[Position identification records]
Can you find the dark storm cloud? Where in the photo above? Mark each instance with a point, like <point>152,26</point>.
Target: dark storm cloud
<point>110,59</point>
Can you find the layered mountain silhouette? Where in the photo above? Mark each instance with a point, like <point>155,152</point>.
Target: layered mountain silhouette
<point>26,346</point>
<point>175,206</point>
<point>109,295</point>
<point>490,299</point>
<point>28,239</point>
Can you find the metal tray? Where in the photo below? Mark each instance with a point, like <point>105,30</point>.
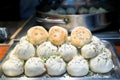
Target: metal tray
<point>112,75</point>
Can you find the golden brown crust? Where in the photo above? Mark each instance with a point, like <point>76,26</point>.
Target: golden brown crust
<point>37,35</point>
<point>57,35</point>
<point>80,36</point>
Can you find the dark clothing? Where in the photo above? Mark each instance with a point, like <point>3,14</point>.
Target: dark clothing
<point>9,10</point>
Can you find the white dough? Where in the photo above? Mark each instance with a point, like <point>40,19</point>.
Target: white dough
<point>25,50</point>
<point>70,10</point>
<point>22,39</point>
<point>78,66</point>
<point>92,10</point>
<point>101,64</point>
<point>82,10</point>
<point>34,67</point>
<point>89,51</point>
<point>46,49</point>
<point>13,67</point>
<point>67,51</point>
<point>55,66</point>
<point>60,11</point>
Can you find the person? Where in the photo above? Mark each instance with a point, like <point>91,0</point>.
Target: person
<point>9,10</point>
<point>13,10</point>
<point>28,8</point>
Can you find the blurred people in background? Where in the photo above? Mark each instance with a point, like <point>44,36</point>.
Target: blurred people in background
<point>28,8</point>
<point>12,10</point>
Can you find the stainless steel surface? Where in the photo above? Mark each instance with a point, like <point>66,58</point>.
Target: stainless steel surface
<point>113,74</point>
<point>91,21</point>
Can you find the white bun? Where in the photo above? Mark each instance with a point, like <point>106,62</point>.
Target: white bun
<point>67,51</point>
<point>34,67</point>
<point>13,67</point>
<point>25,50</point>
<point>101,64</point>
<point>78,66</point>
<point>55,66</point>
<point>46,49</point>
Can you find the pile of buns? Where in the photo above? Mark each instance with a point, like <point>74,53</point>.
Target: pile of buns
<point>55,53</point>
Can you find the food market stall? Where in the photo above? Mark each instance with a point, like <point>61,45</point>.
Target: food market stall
<point>108,39</point>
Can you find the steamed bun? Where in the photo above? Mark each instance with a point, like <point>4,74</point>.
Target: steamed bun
<point>55,66</point>
<point>67,51</point>
<point>25,50</point>
<point>13,67</point>
<point>101,64</point>
<point>46,49</point>
<point>78,66</point>
<point>34,67</point>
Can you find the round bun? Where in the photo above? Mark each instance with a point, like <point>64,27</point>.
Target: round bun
<point>80,36</point>
<point>13,67</point>
<point>37,35</point>
<point>78,66</point>
<point>55,66</point>
<point>57,35</point>
<point>101,64</point>
<point>46,49</point>
<point>67,51</point>
<point>34,67</point>
<point>24,50</point>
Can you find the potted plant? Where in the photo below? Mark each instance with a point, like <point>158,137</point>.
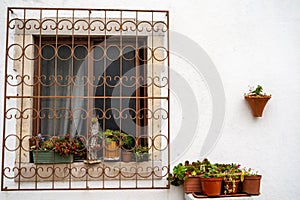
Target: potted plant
<point>54,150</point>
<point>141,153</point>
<point>112,144</point>
<point>194,171</point>
<point>251,182</point>
<point>231,178</point>
<point>211,181</point>
<point>187,175</point>
<point>257,100</point>
<point>127,145</point>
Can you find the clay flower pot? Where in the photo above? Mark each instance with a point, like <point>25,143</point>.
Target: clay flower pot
<point>251,185</point>
<point>192,184</point>
<point>257,104</point>
<point>211,186</point>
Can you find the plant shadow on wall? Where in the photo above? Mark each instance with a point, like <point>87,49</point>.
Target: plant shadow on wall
<point>205,179</point>
<point>257,100</point>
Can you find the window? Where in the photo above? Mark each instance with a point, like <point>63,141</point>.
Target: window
<point>92,78</point>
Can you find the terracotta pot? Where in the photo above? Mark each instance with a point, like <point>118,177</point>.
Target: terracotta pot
<point>257,104</point>
<point>192,184</point>
<point>231,187</point>
<point>112,151</point>
<point>251,185</point>
<point>126,156</point>
<point>211,186</point>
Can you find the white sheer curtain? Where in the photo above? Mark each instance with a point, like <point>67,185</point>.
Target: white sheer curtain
<point>57,108</point>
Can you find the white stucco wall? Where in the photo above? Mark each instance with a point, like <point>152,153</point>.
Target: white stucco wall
<point>249,42</point>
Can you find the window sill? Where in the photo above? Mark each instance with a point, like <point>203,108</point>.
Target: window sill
<point>192,197</point>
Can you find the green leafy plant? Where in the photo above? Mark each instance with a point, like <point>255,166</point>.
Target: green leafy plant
<point>248,172</point>
<point>257,92</point>
<point>182,172</point>
<point>179,175</point>
<point>47,145</point>
<point>141,153</point>
<point>128,142</point>
<point>112,135</point>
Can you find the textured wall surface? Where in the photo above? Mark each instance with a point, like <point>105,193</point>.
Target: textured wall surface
<point>249,42</point>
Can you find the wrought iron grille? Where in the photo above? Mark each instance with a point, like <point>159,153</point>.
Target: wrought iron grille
<point>86,102</point>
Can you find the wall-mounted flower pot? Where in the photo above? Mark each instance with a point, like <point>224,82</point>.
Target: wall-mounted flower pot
<point>251,185</point>
<point>231,187</point>
<point>257,104</point>
<point>192,184</point>
<point>211,186</point>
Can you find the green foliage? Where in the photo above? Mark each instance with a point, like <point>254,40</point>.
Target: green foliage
<point>248,172</point>
<point>179,175</point>
<point>47,145</point>
<point>128,142</point>
<point>258,90</point>
<point>141,153</point>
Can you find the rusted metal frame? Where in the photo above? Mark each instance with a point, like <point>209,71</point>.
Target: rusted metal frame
<point>21,101</point>
<point>93,189</point>
<point>91,9</point>
<point>168,54</point>
<point>152,60</point>
<point>86,97</point>
<point>4,99</point>
<point>89,96</point>
<point>104,90</point>
<point>121,85</point>
<point>38,89</point>
<point>137,134</point>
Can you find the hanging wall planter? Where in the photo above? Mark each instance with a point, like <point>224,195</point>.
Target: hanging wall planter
<point>257,101</point>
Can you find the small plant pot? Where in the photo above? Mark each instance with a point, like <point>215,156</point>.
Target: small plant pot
<point>251,185</point>
<point>231,187</point>
<point>257,104</point>
<point>126,156</point>
<point>192,184</point>
<point>211,186</point>
<point>112,151</point>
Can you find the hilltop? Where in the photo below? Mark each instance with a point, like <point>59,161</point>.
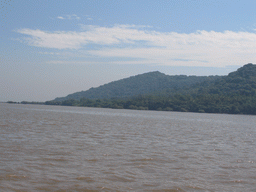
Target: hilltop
<point>234,93</point>
<point>152,82</point>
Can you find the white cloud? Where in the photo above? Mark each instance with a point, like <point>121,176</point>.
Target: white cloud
<point>69,17</point>
<point>202,48</point>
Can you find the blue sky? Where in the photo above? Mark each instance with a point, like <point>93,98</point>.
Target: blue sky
<point>51,48</point>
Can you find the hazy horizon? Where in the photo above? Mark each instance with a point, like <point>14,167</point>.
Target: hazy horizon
<point>51,49</point>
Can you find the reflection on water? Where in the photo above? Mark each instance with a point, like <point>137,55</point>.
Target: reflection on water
<point>53,148</point>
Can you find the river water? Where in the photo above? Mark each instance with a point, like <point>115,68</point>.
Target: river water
<point>57,148</point>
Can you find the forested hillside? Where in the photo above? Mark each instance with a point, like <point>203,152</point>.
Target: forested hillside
<point>234,93</point>
<point>142,84</point>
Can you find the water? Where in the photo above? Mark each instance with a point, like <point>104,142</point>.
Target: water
<point>56,148</point>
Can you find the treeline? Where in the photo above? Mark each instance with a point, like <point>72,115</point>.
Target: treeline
<point>205,103</point>
<point>233,94</point>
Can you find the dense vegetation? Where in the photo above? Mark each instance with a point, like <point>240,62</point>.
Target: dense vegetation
<point>234,94</point>
<point>152,82</point>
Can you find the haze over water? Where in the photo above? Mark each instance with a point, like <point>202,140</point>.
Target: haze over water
<point>56,148</point>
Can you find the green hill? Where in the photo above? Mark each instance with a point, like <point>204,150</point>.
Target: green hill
<point>234,93</point>
<point>142,84</point>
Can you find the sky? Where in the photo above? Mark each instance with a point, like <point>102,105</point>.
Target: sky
<point>50,49</point>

• **Given exercise**
Convert the rows above, from the very first line through the line containing "<point>28,239</point>" (both ends included), into a numbered list that leaves out any blank lines.

• **Task result**
1. Can you find the dark storm cloud? Where in the photo above? Mark each instance with a point, like <point>152,26</point>.
2. Target: dark storm cloud
3. <point>110,59</point>
4. Can you find the layered mountain silhouette? Where in the photo above? Mark each instance with a point, like <point>155,152</point>.
5. Target: layered mountain silhouette
6. <point>26,346</point>
7. <point>175,206</point>
8. <point>109,295</point>
9. <point>490,299</point>
10. <point>28,239</point>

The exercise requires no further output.